EXERCISE
Please return all of the data exactly as written.

[Extracted records]
□ □ □ □

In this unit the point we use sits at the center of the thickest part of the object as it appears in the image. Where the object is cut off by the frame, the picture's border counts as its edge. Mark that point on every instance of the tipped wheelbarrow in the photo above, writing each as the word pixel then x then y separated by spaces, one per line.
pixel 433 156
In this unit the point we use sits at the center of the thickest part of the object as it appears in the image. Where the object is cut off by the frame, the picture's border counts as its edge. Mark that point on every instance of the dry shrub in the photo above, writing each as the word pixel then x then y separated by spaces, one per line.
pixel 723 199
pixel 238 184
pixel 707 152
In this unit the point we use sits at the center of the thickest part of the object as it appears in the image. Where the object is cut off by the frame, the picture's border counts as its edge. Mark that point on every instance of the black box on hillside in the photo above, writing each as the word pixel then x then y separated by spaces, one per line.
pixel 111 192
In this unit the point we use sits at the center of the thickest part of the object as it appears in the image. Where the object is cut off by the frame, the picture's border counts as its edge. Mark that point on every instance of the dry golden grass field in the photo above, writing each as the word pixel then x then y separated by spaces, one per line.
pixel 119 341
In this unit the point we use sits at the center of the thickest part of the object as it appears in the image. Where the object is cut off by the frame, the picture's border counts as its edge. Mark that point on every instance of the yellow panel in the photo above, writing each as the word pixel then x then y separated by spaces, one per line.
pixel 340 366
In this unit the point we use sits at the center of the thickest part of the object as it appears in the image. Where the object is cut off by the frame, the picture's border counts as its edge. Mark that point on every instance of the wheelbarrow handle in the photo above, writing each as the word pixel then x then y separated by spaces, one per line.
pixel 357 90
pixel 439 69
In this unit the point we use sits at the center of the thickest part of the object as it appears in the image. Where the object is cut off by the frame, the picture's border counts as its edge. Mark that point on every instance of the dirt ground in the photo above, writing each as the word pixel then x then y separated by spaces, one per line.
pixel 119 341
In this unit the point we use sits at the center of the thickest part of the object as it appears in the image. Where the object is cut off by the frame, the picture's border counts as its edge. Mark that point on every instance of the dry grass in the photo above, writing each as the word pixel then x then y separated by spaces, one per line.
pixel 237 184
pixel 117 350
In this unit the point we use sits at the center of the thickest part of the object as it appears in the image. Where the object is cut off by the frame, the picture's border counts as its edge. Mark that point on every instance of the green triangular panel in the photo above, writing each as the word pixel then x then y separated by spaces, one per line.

□ □ □ □

FINAL ANSWER
In this unit the point we use sits at the center of the thickest part of the object as it appears in the image. Where the object is cut off by the frame, the picture's border counts as its edge. Mark that point on every instance of the tipped wheelbarrow in the photo above, writing each as the word pixel then x then y separated by spaces, one per line.
pixel 433 156
In this unit the point we use sits at the center of the thickest part of the object as it appears in the image. Where the object is cut off by the frame, the picture's border counts as its edge. Mark that point on every instance of the dry shrub in the photo above, writing each as the word pixel then x then y separated by spaces, one per line.
pixel 723 199
pixel 238 184
pixel 707 152
In this unit the point we use sits at the center of the thickest part of the object as it appears in the image. Where the object is cut off by the frame, the picture's border counts as its edge. Mark that point on every instance of the black box on hillside in the photo above, writing each as the word pixel then x then y separated by spaces, one per line.
pixel 111 192
In this unit the point we use sits at the center of the thickest part of the object as it appears in the image. Where the object is cut off by the frame, the picture's border counts as its edge. Mark that point on every instance of the dry golden grass field in the photo above, writing each as the word pixel then x then y separated by spaces, one per line.
pixel 119 341
In this unit the point we use sits at the center of the thickest part of the object as it appears in the image. Where the object is cut off by the frame, the picture's border counts as its edge. Mark that point on every instance of the yellow panel in the photo above, writing each as the word pixel then x then y separated by spaces, one per line.
pixel 340 366
In this unit the point we use sits at the center of the thickest part of the object as it appears in the image. Where the object is cut off by the frame, the picture's border counts as its edge. Mark that point on every instance of the wheelbarrow handle in the photo above, writing each as the word pixel then x then y separated by spaces, one per line.
pixel 357 90
pixel 439 69
In this unit the point we use sits at the center of the thickest part of the object as it appears in the image. Where the object is cut off by the frame, the picture's border counts as its edge. Mark that point on every instance of the dirt ground in the photo above, writing each as the word pixel then x then y separated by spaces, one per line.
pixel 119 341
In this unit the point we use sits at the center of the thickest part of the object as it appears in the image. Where the object is cut off by the frame, the picture's border counts as its edge. Mark that point on every instance of the dry grass in the photo above, writing each as the word pixel then x then y separated by spaces, one per line.
pixel 237 184
pixel 117 350
In this unit the point we use sits at the center of the thickest part of the object as it appears in the image. Where the object is cut off by the frame, the picture's border counts as its edge. Mark that point on every instance of the green triangular panel in the photo above, writing each as the word pixel then x then y separated by spaces, one per line.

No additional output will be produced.